* START GIVEN RECORDS *
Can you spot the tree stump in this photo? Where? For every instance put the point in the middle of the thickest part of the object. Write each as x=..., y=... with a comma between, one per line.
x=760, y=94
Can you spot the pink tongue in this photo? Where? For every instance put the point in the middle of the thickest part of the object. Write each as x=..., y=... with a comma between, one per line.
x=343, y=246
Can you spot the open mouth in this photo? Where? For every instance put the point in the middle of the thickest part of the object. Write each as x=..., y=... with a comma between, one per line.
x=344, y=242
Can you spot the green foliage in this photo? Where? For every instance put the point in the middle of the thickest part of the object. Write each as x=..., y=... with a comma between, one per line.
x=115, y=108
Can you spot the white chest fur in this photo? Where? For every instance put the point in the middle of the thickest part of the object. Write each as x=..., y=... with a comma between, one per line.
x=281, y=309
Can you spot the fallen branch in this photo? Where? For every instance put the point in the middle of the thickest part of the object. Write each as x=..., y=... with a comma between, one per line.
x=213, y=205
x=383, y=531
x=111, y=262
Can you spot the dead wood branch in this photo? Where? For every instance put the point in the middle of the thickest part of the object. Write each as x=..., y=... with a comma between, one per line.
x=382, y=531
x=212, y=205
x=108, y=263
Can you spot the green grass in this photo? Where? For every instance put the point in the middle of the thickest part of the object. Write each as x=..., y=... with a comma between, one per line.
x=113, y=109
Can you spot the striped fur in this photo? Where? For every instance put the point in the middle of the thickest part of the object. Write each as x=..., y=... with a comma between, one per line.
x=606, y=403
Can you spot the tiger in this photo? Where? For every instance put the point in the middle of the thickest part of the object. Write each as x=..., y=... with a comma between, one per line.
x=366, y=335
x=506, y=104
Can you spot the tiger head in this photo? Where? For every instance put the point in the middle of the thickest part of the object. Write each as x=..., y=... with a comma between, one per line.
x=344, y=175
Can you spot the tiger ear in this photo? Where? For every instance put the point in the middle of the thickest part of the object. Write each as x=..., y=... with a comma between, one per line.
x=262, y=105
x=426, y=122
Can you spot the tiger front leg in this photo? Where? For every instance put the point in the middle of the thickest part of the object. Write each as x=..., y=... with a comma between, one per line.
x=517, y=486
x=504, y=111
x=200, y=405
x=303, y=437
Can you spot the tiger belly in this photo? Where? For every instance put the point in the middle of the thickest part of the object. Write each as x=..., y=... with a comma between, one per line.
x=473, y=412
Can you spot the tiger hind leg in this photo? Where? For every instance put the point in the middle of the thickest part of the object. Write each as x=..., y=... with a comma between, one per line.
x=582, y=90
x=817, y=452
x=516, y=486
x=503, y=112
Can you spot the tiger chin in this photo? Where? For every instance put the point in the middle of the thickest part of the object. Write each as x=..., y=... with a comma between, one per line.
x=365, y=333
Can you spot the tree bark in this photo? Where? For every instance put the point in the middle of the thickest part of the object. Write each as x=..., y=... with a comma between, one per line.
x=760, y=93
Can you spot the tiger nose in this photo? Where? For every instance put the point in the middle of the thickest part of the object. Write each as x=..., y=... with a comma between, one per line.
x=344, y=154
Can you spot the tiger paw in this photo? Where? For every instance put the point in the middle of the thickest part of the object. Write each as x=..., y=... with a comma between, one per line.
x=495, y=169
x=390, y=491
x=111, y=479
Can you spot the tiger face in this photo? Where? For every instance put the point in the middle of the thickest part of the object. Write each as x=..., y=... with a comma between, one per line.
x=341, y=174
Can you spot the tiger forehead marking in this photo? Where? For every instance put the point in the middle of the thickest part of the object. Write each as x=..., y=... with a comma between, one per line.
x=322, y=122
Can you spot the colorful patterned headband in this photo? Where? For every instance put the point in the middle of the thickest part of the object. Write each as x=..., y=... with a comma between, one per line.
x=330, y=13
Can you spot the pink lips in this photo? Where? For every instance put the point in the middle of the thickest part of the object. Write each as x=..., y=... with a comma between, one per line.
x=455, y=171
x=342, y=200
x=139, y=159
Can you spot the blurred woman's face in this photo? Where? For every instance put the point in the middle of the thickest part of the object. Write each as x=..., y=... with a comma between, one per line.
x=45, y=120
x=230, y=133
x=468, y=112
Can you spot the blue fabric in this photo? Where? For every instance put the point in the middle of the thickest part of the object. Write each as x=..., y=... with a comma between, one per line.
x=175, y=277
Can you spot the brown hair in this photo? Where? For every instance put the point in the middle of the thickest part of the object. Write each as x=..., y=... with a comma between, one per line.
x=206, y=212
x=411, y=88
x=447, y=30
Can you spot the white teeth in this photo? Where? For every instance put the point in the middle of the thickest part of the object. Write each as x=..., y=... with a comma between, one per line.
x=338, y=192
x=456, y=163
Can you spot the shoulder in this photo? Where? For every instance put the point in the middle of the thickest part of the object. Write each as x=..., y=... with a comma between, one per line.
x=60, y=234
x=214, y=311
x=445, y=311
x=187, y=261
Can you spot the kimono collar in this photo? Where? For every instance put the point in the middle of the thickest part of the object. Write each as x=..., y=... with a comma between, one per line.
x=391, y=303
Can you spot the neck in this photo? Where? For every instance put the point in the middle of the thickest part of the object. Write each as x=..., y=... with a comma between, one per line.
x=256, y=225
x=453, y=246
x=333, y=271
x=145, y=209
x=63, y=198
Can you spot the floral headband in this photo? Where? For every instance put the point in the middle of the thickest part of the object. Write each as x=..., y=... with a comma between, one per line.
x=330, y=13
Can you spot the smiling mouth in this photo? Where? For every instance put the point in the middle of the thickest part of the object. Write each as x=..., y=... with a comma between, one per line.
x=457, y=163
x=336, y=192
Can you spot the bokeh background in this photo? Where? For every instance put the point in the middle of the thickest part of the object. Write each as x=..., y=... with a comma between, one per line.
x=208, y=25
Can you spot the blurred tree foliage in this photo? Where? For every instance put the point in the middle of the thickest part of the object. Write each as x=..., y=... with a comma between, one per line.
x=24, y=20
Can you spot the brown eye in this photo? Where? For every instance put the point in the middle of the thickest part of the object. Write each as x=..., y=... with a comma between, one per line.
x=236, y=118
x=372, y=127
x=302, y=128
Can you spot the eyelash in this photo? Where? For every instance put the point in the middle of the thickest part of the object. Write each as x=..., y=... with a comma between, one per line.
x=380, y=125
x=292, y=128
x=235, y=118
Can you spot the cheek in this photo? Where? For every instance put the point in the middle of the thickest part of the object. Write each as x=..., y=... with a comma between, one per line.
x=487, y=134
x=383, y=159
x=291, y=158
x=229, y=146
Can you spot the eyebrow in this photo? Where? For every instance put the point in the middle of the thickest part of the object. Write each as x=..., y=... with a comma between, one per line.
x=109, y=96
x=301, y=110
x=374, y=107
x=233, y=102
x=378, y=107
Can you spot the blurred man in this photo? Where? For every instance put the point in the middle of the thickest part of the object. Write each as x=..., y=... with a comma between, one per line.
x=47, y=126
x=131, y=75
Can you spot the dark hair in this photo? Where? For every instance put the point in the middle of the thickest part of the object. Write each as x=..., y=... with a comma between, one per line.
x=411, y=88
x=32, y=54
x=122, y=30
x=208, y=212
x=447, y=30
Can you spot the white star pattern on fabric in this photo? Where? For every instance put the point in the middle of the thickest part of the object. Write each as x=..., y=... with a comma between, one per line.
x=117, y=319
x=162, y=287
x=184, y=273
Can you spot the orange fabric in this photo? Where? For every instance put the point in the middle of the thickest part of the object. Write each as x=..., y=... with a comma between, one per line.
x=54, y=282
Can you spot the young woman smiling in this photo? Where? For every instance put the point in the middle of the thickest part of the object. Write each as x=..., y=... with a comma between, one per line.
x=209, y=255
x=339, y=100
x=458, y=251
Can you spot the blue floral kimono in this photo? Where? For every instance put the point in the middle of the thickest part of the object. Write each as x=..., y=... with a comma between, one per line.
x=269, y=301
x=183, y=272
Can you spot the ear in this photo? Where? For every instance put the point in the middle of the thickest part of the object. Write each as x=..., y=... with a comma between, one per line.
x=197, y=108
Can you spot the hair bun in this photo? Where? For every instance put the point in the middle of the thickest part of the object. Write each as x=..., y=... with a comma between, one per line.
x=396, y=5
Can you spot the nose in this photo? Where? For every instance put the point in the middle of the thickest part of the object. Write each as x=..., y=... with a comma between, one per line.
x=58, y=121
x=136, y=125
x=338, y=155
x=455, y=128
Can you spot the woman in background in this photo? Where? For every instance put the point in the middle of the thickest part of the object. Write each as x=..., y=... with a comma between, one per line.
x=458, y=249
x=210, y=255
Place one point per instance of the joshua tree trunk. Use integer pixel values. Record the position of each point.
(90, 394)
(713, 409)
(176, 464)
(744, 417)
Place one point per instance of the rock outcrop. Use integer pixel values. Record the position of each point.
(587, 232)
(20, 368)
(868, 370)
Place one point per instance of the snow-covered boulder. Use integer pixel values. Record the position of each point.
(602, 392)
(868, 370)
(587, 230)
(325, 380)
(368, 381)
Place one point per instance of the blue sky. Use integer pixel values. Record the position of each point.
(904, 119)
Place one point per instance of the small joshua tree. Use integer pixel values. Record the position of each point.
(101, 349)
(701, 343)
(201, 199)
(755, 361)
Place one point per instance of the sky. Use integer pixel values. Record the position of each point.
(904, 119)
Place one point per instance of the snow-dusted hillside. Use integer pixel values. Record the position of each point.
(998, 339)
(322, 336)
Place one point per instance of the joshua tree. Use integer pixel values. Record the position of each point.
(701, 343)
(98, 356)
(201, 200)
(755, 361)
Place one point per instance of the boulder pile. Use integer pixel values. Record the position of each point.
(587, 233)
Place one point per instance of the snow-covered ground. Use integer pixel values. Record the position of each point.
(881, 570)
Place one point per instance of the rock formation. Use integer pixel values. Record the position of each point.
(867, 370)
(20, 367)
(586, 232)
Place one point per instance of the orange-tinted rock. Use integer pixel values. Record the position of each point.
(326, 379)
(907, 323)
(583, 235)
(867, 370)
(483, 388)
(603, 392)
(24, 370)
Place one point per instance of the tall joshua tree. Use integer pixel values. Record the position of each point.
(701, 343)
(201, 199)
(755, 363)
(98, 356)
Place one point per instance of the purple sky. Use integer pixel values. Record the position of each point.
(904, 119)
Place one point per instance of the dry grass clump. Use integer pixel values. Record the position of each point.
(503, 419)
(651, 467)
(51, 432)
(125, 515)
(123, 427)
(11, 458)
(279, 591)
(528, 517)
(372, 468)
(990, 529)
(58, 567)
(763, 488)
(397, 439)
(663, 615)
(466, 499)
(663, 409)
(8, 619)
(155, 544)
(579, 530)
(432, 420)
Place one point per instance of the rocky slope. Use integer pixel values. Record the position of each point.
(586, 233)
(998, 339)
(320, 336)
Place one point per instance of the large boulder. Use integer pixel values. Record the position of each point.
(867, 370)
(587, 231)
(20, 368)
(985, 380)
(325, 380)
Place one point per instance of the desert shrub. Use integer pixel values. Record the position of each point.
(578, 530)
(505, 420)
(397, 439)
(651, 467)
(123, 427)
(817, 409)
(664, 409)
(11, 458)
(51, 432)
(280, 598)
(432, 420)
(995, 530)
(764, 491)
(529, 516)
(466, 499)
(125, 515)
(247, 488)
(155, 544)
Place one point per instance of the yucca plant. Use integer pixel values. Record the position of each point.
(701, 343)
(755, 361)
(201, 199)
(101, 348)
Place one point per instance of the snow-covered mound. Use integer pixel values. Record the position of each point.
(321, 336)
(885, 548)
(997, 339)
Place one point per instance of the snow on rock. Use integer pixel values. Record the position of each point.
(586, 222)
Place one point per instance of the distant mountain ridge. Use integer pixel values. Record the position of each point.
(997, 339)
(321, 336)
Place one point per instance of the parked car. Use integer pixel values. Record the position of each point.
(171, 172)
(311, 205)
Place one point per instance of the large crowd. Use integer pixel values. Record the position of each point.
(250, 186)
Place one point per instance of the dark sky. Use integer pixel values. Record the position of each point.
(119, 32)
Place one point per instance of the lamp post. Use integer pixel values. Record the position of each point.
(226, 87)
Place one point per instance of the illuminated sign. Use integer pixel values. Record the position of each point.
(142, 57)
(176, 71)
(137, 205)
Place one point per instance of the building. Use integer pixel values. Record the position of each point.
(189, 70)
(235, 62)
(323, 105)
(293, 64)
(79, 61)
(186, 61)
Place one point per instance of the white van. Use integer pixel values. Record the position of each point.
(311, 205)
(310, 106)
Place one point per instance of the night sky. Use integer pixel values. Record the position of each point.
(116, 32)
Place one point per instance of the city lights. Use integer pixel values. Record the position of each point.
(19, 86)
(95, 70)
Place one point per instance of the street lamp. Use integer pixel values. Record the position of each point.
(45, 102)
* END GIVEN RECORDS *
EXERCISE: Transcribe exactly the line containing "Place one point per instance of the building." and all remaining lines of the material, ending with the last one.

ANSWER TO THE TASK:
Place one point per instance of the building. Use integer pixel values. Record the position of each point.
(189, 70)
(235, 62)
(323, 105)
(293, 64)
(79, 61)
(186, 61)
Place one point per instance of the white van. Use integer pixel values. Record the position of each point.
(311, 205)
(310, 106)
Place one point per instance of the night sky. Use integer pixel values. Record the position of each point.
(116, 32)
Place one point per instance of the city lights. Use integer pixel values. Record the position of each point.
(19, 86)
(95, 70)
Place one point per instance of the street lamp. Use integer pixel values. Record the position of each point.
(45, 102)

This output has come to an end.